▼

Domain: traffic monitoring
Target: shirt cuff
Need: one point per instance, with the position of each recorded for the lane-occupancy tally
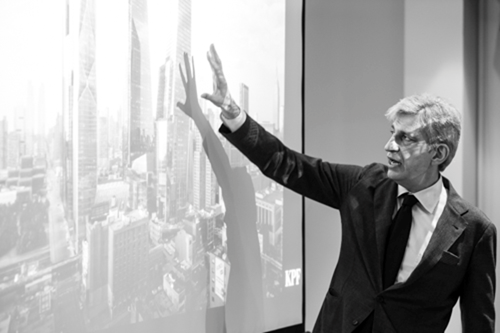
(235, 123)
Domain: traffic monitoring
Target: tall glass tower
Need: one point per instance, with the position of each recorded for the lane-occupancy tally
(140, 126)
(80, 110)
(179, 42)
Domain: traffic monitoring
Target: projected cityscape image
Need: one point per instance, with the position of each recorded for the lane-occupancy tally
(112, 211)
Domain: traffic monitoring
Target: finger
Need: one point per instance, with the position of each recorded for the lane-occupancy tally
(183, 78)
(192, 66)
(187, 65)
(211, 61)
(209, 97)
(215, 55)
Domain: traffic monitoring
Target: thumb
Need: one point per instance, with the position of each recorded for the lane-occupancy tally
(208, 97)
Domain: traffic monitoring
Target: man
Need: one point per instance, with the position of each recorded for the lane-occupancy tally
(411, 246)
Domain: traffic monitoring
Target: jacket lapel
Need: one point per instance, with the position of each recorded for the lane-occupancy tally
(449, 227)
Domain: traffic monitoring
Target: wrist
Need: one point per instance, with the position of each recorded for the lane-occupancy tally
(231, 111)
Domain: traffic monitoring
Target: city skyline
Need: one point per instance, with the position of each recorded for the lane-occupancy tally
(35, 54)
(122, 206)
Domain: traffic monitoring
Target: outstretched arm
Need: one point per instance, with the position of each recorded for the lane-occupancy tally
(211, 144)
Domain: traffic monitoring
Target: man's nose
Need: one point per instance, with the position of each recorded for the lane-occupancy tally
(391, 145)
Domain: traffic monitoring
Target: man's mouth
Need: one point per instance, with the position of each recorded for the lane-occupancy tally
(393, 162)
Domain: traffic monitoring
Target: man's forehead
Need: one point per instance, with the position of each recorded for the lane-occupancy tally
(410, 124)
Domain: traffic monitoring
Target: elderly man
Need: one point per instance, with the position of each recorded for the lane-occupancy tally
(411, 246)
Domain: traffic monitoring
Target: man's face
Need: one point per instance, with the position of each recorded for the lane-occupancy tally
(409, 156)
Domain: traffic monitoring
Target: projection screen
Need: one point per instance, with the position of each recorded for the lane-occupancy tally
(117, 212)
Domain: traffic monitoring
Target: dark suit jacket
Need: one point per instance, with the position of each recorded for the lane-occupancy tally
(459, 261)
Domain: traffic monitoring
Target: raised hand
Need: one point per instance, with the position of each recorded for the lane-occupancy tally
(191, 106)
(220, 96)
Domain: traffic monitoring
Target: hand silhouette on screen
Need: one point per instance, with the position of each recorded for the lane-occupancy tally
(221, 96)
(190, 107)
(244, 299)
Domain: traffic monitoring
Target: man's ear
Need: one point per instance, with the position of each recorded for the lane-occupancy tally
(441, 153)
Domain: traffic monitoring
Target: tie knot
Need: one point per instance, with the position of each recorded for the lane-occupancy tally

▲
▼

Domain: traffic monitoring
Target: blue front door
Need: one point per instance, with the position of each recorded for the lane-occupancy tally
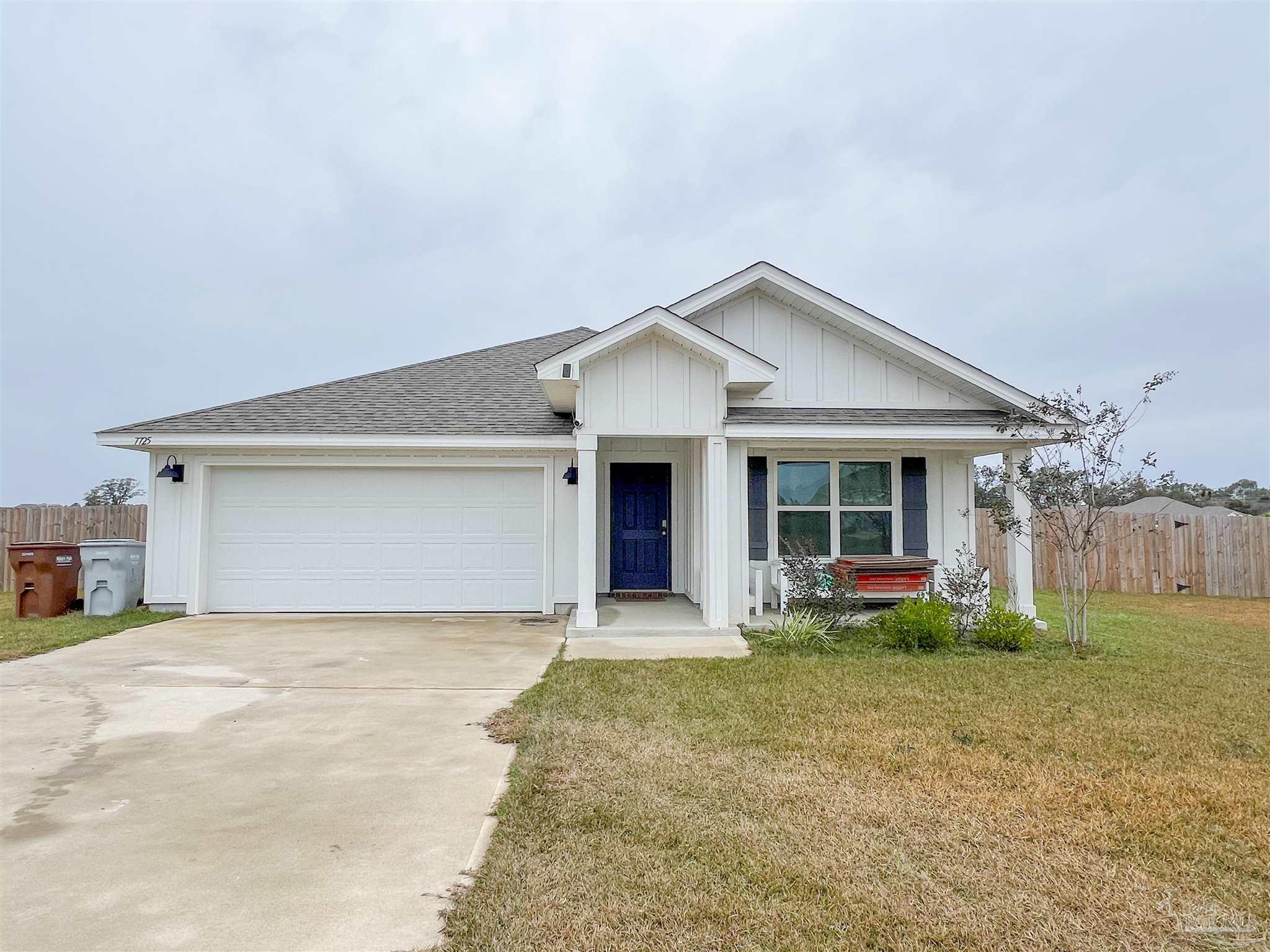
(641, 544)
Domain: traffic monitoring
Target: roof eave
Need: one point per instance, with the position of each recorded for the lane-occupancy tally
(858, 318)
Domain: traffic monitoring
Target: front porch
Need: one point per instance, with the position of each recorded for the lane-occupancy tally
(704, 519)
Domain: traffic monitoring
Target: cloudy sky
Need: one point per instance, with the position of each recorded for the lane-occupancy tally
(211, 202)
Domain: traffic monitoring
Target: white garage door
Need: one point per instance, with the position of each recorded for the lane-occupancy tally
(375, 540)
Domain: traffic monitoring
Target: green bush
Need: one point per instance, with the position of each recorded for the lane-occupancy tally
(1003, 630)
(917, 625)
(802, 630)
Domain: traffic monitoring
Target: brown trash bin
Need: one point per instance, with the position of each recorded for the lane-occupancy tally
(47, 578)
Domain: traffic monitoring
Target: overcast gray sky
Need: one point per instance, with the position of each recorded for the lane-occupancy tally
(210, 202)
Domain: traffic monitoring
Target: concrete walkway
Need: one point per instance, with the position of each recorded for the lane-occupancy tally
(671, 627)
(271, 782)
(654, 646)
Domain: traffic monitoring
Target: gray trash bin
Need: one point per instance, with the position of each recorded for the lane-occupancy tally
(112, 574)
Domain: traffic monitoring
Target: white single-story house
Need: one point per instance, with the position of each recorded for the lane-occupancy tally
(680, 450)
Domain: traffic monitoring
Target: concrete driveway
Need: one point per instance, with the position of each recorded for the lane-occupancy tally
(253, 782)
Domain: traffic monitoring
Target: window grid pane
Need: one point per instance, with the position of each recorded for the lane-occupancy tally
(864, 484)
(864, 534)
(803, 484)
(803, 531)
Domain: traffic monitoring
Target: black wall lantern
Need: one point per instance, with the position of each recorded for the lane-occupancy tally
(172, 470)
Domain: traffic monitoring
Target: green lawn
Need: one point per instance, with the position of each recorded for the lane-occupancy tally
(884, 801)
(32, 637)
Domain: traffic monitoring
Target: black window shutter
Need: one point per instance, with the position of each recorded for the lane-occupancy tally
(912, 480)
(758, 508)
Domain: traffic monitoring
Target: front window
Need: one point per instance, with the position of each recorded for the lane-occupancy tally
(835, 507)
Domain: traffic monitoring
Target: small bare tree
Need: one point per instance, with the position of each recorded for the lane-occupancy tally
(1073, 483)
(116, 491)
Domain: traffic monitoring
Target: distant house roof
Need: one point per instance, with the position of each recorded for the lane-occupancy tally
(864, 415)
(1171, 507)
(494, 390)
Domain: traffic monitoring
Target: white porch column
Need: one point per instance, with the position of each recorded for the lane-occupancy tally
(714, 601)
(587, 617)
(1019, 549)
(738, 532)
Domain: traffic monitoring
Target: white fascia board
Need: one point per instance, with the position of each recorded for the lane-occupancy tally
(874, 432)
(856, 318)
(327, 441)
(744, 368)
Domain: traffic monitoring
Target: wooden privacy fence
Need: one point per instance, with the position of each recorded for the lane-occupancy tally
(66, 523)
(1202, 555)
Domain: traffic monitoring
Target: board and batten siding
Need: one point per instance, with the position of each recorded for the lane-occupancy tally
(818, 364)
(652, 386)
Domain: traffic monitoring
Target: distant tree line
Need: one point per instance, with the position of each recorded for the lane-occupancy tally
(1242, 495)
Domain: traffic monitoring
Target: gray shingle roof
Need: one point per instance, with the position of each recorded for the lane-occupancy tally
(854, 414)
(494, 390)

▲

Find and copy each line above holding "concrete".

■ **SOLUTION TO THIS PROBLEM**:
Target: concrete walkway
Target: concrete driveway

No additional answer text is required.